Textausschnitt:
------------------------------

6.3.2   Eiskunstlauf

Der Eiskunstlauf fand in Chamonix- nach den Olympischen Spielen von London 1908 und Antwerpen 1920 - bereits zum dritten Mal statt, dieses Mal jedoch nicht im Rahmen von Olympischen Sommerspielen, sondern während der ersten Internationalen Wintersportwoche. Die Disziplinen in Chamonix waren die gleichen wie bei den vorangegangenen Olympischen Spielen, Welt- und Europameisterschaften, nämlich Damen (Pflicht und Kür), Herren (Pflicht und Kür) und Paare (Kür). In allen drei Disziplinen gab es allerdings jeweils nur einen Sieger. Die Wettbewerbe, die ebenfalls im großen Eisstadion auf den Flächen links und rechts von dem in der Mitte gelegenen Eishockeyfeld stattfanden, wurden vom 28. Januar bis zum 31. Januar 1924 durchgeführt (vgl. hierzu Abb. 7).
Die Pflichtwettbewerbe, bei denen die Damen und Herren sechs vorgegebene Figuren zeigen mußten, fanden ohne musikalische Begleitung statt.
Für die Kürwettbewerbe stand den Damen und Herren, wie auch den Paaren, ein Orchester zur Verfügung, welches die Musik zur Untermalung der Vorführungen live im Stadion spielte.
Allerdings konnte diese musikalische Begleitung nicht bei allen Wettbewerben gewährleistet werden, was dazu führte, daß die Herren ihren Kürwettbewerb am 30. Januar ohne Musik durchführen mußten.

"Les acteurs s'étaient présentés sur la scène de glace sans musique, car l'orchestre ne pouvait se faire entendre."

LE TOURNOI OLYMPIQUE des sports d'hiver. Le Norvégien Thorlief Haug enlève brillament la course de ski de grand fond devant trois de ses compatriotes. In: L'Auto 31.01.1924, S. 1.

Die Darbietungen der Atleten wurden von insgesamt sieben Kampfrichtern verschiedener Nationalität bewertet.
Die Notengebung der Juroren war für die anwesenden Zuschauer teilweise nur sehr schwierig nachzuvollziehen. Das lag sicherlich auch daran, daß die Wertungsrichter aufgrund der Stadionkonstruktion mit der zwischengelagerten Langlaufpiste sehr weit weg von der Eisfläche saßen und somit nur schwer die einzelnen Übungen der Eiskunstläufer/innen verfolgen konnten.

"Il est impossible de donner des appréciations précises sur les concours de figures imposés. Seuls, les juges qui entourent les concurrents peuvent voir si les figures sont bien superposées. Il ne suffit pas, en effet, pour le patineur de bien exécuter la figure, il doit la répéter plusieurs fois exactement sur le même tracé laissé sur la glace par le patin, et c'est en cela que consiste la plus grande difficulté."

AUTOUR DES JEUX OLYMPIQUES. Les Jeux de Chamonix. In: L'Auto 29.01.1924, S. 3.

------------------------------

Aufgaben:
[1] Extrahiere aus dem Textausschnitt wortgetreu die Passage von „Die Notengebung der“ bis einschließlich „29.01.1924, S. 3.“.
[2] Beantworte anhand des Textausschnitts:
(a) In welchem Zeitraum wurden die Eiskunstlaufwettbewerbe 1924 durchgeführt?
(b) Wie viele vorgegebene Figuren mussten Damen und Herren in den Pflichtwettbewerben zeigen?
(c) Von wie vielen Kampfrichtern wurden die Darbietungen bewertet?

[Positionsangaben zu Bildobjekten]
------------------------------

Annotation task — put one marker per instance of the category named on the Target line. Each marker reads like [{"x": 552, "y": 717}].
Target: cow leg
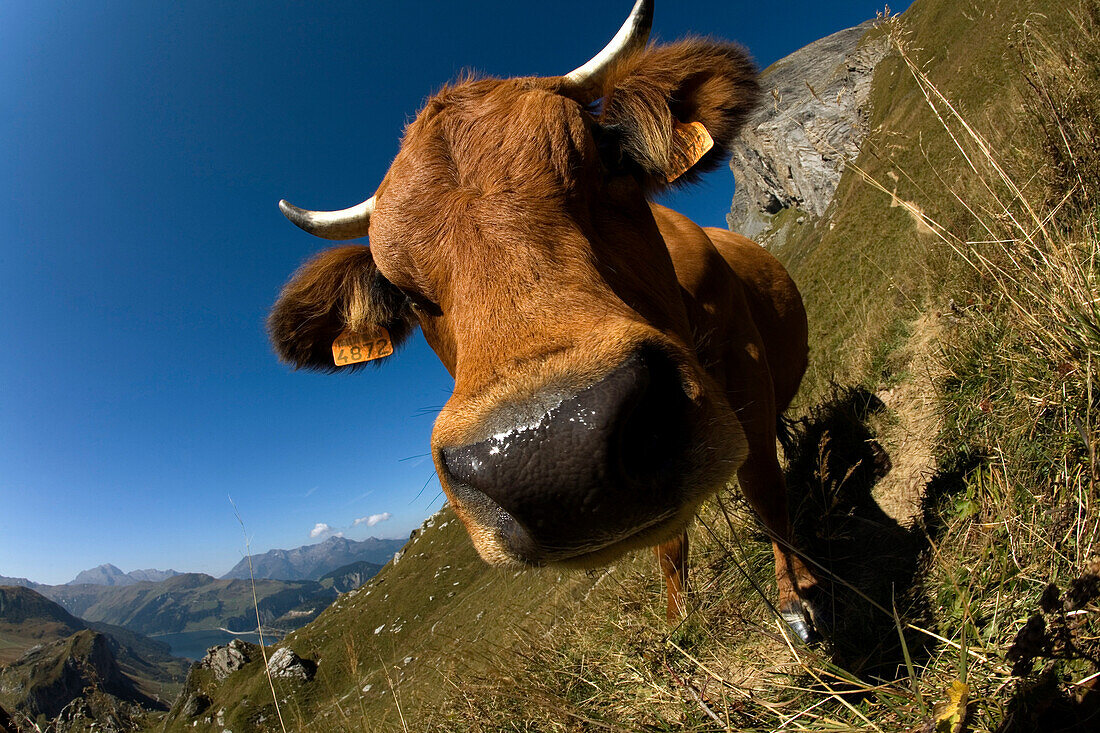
[
  {"x": 762, "y": 483},
  {"x": 673, "y": 559}
]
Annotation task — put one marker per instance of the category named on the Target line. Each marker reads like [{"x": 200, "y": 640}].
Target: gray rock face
[
  {"x": 226, "y": 659},
  {"x": 813, "y": 120},
  {"x": 286, "y": 664}
]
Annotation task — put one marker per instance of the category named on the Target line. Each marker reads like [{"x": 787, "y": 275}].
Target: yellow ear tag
[
  {"x": 690, "y": 143},
  {"x": 353, "y": 348}
]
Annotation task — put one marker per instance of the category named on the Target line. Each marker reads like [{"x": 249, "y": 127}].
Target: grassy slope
[
  {"x": 414, "y": 634},
  {"x": 963, "y": 586},
  {"x": 866, "y": 269}
]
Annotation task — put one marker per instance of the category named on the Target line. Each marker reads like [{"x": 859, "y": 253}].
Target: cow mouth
[{"x": 502, "y": 539}]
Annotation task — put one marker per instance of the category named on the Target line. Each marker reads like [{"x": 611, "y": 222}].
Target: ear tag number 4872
[{"x": 354, "y": 348}]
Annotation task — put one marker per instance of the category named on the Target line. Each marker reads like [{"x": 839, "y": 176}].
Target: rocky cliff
[{"x": 813, "y": 120}]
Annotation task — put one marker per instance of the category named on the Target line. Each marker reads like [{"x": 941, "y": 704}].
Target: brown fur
[
  {"x": 693, "y": 80},
  {"x": 339, "y": 290},
  {"x": 516, "y": 221}
]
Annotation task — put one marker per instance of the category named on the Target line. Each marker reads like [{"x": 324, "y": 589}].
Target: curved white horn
[
  {"x": 587, "y": 80},
  {"x": 349, "y": 223}
]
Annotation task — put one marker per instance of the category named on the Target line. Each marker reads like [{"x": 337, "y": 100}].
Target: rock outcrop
[
  {"x": 223, "y": 660},
  {"x": 812, "y": 121},
  {"x": 288, "y": 665}
]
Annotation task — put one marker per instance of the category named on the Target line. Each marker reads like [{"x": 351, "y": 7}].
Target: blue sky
[{"x": 143, "y": 148}]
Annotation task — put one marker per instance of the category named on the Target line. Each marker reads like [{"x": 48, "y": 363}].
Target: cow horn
[
  {"x": 586, "y": 81},
  {"x": 349, "y": 223}
]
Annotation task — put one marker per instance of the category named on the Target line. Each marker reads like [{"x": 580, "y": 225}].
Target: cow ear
[
  {"x": 658, "y": 105},
  {"x": 338, "y": 291}
]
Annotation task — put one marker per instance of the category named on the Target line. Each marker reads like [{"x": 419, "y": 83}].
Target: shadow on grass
[{"x": 867, "y": 560}]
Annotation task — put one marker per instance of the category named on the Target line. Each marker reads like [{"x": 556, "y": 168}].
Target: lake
[{"x": 194, "y": 645}]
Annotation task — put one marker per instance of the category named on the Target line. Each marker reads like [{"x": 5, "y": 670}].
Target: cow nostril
[
  {"x": 589, "y": 471},
  {"x": 652, "y": 431}
]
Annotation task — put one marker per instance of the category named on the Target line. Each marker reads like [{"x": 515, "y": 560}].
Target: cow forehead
[
  {"x": 494, "y": 135},
  {"x": 484, "y": 162}
]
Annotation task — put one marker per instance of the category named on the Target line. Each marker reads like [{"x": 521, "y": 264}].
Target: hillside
[
  {"x": 190, "y": 602},
  {"x": 312, "y": 561},
  {"x": 36, "y": 636},
  {"x": 942, "y": 465},
  {"x": 28, "y": 619}
]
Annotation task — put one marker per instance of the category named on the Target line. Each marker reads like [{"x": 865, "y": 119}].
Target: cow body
[{"x": 614, "y": 363}]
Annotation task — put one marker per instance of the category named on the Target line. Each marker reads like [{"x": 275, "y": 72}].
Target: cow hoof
[{"x": 801, "y": 622}]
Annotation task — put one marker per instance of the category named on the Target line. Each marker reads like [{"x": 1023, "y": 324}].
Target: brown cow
[{"x": 614, "y": 363}]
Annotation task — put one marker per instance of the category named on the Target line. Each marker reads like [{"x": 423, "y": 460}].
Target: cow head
[{"x": 514, "y": 229}]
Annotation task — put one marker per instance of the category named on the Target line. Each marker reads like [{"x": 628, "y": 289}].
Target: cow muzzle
[{"x": 601, "y": 466}]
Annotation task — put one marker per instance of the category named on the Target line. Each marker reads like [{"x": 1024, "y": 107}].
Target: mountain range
[
  {"x": 108, "y": 575},
  {"x": 48, "y": 657},
  {"x": 312, "y": 561}
]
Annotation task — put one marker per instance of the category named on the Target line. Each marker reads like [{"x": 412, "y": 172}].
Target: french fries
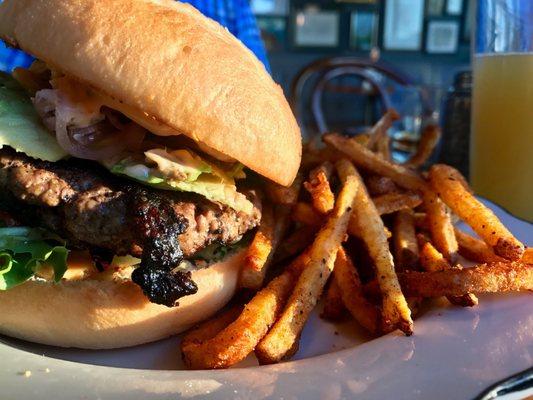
[
  {"x": 307, "y": 215},
  {"x": 260, "y": 253},
  {"x": 319, "y": 188},
  {"x": 431, "y": 260},
  {"x": 429, "y": 139},
  {"x": 233, "y": 343},
  {"x": 351, "y": 290},
  {"x": 392, "y": 202},
  {"x": 449, "y": 184},
  {"x": 334, "y": 309},
  {"x": 287, "y": 329},
  {"x": 371, "y": 229},
  {"x": 475, "y": 249},
  {"x": 370, "y": 161},
  {"x": 484, "y": 278},
  {"x": 404, "y": 240},
  {"x": 422, "y": 238},
  {"x": 284, "y": 195},
  {"x": 440, "y": 226}
]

------------------------------

Lösungen:
[1]
Die Notengebung der Juroren war für die anwesenden Zuschauer teilweise nur sehr schwierig nachzuvollziehen. Das lag sicherlich auch daran, daß die Wertungsrichter aufgrund der Stadionkonstruktion mit der zwischengelagerten Langlaufpiste sehr weit weg von der Eisfläche saßen und somit nur schwer die einzelnen Übungen der Eiskunstläufer/innen verfolgen konnten.

"Il est impossible de donner des appréciations précises sur les concours de figures imposés. Seuls, les juges qui entourent les concurrents peuvent voir si les figures sont bien superposées. Il ne suffit pas, en effet, pour le patineur de bien exécuter la figure, il doit la répéter plusieurs fois exactement sur le même tracé laissé sur la glace par le patin, et c'est en cela que consiste la plus grande difficulté."

AUTOUR DES JEUX OLYMPIQUES. Les Jeux de Chamonix. In: L'Auto 29.01.1924, S. 3.

[2]
(a) Vom 28. Januar bis zum 31. Januar 1924.
(b) Sechs.
(c) Von sieben Kampfrichtern.